TEXT SECTION:
┄┄┄┄┄┄

That picture is pretty much all I have of my grandmother, Elizabeth Kaine. That and a collection of tiny spoons marking places she visited or dreamed of going. I hear she was the kind of woman who liked to have fun, drinking her favorite Manhattans and sometimes chain-smoking over a rowdy card game. She would have been fiercely proud of my sister and me -- I'm told by more than one relative -- two smart, stubborn women making it in predominately male professions. And she would have taken full credit for our successes, I hear.
I also know she was proud to be Irish. She came from a long line of O'Kaines (the O' dropped by our ancestors when they came to this country in an effort to hide their immigrant status) and liked wearing a shamrock pin on St. Patrick's Day -- the same one my father now wears.
She also cooked corned beef and cabbage once a year on St. Patrick's Day -- the only day of the year my German grandfather would give in to the cuisine of her Irish roots. My father remembers her boiling potatoes with the cabbage.
So it worried me that day five years ago that I was letting some of that tradition go. What would my future children know about their Irish heritage, besides perhaps an almost-translucent complexion, which is no fan of the sun, passed on by me? I had to do something.

┄┄┄┄┄┄

WHAT IS REQUIRED:
Answer these questions about the passage on the writer's grandmother.
(a) What collection did the grandmother leave behind?
(b) Why did the family's ancestors drop the "O'" from their name?
(c) What does the writer's father remember her boiling with the cabbage?

RECORD SET:
┄┄┄┄┄┄

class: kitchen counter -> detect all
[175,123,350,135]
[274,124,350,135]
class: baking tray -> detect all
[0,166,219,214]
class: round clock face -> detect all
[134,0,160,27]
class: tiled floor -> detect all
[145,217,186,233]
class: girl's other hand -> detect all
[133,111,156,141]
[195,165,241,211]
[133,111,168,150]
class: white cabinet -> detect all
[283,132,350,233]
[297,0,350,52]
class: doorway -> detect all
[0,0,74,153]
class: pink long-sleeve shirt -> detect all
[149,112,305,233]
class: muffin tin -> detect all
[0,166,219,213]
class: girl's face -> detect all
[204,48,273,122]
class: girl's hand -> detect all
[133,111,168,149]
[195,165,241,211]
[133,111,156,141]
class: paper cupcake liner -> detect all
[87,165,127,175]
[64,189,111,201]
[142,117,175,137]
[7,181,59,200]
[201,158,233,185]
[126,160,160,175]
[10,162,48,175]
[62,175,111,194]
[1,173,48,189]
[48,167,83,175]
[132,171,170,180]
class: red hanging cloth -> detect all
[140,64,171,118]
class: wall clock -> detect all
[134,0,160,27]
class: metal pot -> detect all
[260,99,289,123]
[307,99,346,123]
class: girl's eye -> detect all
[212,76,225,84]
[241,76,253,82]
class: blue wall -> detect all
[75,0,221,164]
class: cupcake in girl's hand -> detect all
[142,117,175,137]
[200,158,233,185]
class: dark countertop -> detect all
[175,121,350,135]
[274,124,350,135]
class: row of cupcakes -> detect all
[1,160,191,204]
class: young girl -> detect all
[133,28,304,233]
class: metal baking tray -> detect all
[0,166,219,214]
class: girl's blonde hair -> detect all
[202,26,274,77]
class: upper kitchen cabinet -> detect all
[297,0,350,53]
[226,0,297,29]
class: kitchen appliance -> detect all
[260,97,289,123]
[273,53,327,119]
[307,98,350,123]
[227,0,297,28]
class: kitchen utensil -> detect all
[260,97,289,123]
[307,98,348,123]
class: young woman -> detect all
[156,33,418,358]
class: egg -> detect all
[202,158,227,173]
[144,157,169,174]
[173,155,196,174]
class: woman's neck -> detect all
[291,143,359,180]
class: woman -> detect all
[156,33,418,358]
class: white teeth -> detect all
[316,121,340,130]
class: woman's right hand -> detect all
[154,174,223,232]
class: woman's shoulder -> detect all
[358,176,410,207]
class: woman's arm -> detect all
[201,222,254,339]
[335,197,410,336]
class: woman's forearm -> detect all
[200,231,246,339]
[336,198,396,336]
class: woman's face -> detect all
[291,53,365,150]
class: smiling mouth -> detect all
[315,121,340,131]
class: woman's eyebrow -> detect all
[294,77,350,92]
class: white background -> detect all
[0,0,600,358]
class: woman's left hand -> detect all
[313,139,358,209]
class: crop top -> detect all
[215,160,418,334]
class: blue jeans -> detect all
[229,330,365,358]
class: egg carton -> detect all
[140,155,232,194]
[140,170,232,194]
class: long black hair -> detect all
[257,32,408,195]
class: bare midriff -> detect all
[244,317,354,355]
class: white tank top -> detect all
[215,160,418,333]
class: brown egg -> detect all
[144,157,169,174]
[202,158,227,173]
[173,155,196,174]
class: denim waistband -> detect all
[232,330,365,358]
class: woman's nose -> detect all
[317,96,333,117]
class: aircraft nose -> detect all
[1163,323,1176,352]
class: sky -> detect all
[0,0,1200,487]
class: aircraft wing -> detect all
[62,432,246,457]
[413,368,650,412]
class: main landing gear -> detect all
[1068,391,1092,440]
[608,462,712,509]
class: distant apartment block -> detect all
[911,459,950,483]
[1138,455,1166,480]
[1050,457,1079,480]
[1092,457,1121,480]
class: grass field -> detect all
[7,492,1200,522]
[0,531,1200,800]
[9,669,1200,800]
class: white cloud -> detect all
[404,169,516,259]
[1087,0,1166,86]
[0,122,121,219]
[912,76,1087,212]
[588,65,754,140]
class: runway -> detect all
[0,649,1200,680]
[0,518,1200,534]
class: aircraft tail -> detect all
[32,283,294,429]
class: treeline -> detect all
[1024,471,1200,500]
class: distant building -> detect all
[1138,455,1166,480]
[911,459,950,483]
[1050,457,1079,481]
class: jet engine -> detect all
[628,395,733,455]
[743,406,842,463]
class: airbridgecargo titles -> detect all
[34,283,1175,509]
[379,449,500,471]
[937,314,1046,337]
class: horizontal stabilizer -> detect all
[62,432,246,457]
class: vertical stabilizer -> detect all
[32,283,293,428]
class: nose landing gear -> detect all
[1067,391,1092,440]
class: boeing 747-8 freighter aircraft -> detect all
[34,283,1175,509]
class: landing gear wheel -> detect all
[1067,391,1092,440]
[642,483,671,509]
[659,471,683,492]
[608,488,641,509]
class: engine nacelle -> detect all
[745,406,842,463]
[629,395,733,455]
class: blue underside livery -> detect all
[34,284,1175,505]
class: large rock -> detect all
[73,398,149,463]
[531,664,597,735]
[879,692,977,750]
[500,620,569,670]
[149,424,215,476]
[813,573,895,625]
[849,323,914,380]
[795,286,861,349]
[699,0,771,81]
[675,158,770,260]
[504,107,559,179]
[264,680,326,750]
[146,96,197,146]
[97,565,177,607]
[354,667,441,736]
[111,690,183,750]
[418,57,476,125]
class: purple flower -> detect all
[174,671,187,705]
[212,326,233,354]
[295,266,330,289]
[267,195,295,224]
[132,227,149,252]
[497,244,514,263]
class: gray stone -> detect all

┄┄┄┄┄┄

RESPONSE:
(a) A collection of tiny spoons marking places she visited or dreamed of going.
(b) To hide their immigrant status when they came to this country.
(c) Potatoes.